→ **Extracted records**:

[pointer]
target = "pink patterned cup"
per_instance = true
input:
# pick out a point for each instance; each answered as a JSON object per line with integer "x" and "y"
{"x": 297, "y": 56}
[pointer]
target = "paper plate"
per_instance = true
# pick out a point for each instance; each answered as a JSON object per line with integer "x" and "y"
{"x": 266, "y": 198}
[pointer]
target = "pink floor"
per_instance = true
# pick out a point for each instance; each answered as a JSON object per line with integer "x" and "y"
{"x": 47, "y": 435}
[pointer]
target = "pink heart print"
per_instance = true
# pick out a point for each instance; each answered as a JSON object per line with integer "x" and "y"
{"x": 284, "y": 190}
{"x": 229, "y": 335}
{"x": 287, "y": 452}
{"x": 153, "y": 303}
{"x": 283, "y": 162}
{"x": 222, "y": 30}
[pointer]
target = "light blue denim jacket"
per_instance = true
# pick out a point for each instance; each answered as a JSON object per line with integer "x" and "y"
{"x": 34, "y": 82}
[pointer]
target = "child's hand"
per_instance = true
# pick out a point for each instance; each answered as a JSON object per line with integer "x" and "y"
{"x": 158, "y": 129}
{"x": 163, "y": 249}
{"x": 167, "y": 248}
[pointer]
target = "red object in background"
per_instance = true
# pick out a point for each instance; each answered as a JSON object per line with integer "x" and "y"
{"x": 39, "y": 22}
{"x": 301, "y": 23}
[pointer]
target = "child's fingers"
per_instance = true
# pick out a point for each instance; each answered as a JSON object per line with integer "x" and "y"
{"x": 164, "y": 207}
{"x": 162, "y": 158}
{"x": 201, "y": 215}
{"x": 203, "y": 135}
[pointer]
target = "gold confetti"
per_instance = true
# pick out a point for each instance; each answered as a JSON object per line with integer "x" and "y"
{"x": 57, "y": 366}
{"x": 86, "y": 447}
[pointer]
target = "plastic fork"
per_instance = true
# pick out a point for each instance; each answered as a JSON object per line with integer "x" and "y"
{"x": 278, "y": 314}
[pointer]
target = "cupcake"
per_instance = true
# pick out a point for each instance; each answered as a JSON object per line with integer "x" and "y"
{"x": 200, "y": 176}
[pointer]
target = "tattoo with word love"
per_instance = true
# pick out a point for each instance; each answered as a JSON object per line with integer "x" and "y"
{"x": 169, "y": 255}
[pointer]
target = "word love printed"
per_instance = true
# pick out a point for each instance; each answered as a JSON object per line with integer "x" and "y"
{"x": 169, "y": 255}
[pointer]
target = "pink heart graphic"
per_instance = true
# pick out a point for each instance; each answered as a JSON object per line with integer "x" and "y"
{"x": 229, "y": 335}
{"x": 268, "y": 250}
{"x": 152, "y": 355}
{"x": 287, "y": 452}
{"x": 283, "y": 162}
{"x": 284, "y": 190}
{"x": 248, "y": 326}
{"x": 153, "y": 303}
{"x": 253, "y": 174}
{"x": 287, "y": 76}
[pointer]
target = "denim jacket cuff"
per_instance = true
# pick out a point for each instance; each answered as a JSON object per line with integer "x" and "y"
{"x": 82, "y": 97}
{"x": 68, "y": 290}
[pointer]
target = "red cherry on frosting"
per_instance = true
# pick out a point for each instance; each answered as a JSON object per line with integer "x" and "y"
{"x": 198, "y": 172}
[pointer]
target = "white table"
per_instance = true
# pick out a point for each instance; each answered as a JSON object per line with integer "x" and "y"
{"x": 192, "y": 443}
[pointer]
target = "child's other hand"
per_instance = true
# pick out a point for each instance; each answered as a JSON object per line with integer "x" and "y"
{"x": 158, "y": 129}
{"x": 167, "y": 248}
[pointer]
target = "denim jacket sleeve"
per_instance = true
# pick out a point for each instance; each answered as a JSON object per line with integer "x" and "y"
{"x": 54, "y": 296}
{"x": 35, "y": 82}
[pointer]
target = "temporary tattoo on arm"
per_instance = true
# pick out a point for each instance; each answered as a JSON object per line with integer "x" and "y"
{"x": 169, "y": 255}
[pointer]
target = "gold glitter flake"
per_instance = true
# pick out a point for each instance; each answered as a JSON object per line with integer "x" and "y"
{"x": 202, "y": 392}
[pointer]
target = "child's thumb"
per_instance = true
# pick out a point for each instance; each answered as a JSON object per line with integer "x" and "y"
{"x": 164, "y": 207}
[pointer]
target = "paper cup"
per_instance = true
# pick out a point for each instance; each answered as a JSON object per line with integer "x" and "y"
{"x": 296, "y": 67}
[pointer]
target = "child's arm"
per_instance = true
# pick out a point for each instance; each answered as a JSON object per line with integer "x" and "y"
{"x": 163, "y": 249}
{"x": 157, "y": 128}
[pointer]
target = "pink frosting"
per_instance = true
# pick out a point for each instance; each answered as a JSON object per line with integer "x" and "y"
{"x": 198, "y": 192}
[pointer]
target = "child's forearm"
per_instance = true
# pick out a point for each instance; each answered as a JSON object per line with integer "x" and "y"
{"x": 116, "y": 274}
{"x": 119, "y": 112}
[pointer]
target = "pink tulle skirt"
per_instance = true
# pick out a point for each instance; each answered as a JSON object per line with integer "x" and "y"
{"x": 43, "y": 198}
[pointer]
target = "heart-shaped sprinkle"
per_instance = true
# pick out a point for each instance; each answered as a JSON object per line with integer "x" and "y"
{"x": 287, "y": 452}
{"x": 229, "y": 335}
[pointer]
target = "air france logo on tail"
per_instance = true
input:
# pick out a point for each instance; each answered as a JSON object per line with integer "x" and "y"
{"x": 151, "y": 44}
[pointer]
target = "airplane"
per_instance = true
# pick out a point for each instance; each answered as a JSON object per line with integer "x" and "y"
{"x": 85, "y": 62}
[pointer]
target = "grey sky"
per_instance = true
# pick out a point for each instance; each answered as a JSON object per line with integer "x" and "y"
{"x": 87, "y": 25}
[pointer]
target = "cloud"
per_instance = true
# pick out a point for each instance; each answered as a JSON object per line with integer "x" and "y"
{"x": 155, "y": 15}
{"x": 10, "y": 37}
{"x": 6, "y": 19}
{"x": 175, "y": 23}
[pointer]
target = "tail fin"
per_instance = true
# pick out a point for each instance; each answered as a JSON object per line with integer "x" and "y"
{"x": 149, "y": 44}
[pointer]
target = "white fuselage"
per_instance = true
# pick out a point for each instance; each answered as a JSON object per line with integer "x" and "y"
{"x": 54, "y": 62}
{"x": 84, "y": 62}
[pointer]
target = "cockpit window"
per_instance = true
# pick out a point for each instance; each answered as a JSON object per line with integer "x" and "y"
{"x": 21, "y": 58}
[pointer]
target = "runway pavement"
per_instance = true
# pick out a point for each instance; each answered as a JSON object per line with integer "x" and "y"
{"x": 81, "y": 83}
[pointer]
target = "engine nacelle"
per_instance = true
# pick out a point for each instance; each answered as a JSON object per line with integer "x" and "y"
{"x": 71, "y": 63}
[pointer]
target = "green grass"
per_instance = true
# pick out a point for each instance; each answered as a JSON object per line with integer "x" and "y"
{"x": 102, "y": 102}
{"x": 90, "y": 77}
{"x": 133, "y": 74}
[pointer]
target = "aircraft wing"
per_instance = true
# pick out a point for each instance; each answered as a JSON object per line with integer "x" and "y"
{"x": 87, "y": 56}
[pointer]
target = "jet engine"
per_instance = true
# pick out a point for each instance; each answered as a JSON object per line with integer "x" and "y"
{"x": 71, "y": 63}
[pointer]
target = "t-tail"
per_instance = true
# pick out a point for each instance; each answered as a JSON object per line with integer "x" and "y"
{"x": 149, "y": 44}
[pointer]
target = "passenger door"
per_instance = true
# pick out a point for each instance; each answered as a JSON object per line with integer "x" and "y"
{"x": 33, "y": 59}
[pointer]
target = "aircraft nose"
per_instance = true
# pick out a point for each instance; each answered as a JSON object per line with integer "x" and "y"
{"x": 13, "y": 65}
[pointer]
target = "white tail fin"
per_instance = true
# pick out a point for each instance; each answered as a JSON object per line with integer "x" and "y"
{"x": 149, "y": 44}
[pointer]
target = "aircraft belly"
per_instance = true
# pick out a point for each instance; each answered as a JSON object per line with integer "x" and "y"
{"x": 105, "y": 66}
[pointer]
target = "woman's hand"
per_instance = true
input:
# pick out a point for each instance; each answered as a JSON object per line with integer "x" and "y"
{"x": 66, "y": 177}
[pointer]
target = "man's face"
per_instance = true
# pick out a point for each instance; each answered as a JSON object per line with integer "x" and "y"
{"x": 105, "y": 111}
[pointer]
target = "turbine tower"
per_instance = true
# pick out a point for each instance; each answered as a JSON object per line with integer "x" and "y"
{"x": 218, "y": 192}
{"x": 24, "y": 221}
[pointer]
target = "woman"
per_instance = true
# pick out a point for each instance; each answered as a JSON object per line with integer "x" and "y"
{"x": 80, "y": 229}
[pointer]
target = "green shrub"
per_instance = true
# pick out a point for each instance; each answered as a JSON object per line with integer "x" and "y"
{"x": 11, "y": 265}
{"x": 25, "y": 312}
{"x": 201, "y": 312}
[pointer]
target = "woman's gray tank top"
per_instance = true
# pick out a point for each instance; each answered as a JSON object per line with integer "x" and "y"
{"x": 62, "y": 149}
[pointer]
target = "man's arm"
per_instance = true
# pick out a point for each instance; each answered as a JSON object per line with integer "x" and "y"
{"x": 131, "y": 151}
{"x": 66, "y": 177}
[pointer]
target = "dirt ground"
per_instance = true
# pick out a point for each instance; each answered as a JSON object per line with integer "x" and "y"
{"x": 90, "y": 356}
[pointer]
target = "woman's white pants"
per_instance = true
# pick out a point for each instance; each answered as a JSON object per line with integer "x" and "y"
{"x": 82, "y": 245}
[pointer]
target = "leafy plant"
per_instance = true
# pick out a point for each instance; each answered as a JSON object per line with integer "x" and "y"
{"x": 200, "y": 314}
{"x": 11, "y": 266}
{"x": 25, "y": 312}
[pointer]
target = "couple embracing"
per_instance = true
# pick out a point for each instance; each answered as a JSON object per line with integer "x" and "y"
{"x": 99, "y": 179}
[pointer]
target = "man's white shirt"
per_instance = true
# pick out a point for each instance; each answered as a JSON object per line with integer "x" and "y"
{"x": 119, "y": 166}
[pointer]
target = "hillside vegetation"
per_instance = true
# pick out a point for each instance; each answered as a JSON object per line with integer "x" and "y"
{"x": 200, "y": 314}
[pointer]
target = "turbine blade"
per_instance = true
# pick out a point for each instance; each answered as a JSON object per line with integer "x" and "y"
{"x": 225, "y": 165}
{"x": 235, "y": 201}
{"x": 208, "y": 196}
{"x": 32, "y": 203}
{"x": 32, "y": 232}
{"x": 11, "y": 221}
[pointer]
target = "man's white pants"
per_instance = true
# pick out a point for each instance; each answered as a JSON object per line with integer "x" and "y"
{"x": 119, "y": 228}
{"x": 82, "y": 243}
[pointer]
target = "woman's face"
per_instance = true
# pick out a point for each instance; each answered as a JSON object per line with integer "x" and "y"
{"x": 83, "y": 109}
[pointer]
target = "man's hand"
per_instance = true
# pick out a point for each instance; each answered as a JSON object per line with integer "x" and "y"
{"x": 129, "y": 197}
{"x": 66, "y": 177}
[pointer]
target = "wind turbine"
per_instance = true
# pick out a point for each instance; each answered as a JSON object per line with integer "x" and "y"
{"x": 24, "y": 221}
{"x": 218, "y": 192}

→ **Prompt**:
Search each line of the listing for the word "white", then state how many lines contain it and nothing else.

→ **Exercise answer**:
6